-- start of Material for this task --

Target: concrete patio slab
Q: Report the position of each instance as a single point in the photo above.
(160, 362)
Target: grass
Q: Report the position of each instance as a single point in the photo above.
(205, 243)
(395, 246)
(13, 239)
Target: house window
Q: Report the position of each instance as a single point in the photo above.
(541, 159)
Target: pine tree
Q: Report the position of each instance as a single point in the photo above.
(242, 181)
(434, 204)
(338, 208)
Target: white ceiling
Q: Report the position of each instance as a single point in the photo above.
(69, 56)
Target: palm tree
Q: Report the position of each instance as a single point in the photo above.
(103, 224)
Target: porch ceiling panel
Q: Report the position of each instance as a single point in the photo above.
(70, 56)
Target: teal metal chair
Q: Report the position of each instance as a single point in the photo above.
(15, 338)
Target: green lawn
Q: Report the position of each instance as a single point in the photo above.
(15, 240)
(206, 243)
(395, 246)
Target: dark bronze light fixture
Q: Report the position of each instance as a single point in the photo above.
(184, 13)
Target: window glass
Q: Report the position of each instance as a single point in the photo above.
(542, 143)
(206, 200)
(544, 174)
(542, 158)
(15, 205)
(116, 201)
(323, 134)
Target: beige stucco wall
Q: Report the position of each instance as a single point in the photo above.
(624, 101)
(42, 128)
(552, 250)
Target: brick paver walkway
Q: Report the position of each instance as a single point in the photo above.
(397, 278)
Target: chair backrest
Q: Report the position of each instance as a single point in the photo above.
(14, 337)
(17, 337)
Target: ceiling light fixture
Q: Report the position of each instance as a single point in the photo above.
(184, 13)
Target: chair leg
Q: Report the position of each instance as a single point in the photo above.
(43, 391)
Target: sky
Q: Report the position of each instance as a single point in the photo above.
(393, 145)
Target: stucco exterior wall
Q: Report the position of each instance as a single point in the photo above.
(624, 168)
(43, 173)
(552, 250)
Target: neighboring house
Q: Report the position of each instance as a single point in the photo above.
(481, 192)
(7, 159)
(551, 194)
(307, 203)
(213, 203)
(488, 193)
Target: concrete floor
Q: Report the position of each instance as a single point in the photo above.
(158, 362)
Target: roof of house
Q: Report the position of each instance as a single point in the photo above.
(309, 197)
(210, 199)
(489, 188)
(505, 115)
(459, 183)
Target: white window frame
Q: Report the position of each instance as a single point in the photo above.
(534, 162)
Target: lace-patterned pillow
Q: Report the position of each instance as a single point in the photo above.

-- end of Material for this task --

--- Aim ---
Rescale everything from the line containing "Target: roof of house" down to the end of the data, both ends included, and reproduce those lines with the requests unchanged. Multiply every point coordinate in the answers by 2.5 and round to whole numbers, with halves rounded up.

--- Task result ---
Target: roof of house
Q: Report the position of each instance as a single point in the photo above.
(773, 493)
(525, 498)
(1223, 470)
(1263, 288)
(1148, 458)
Target: white window frame
Q: Report the position of each instance as a single point in the photo above.
(1335, 405)
Target: lace-patterned pillow
Q: Report the position of each instance as a single point in the photo above.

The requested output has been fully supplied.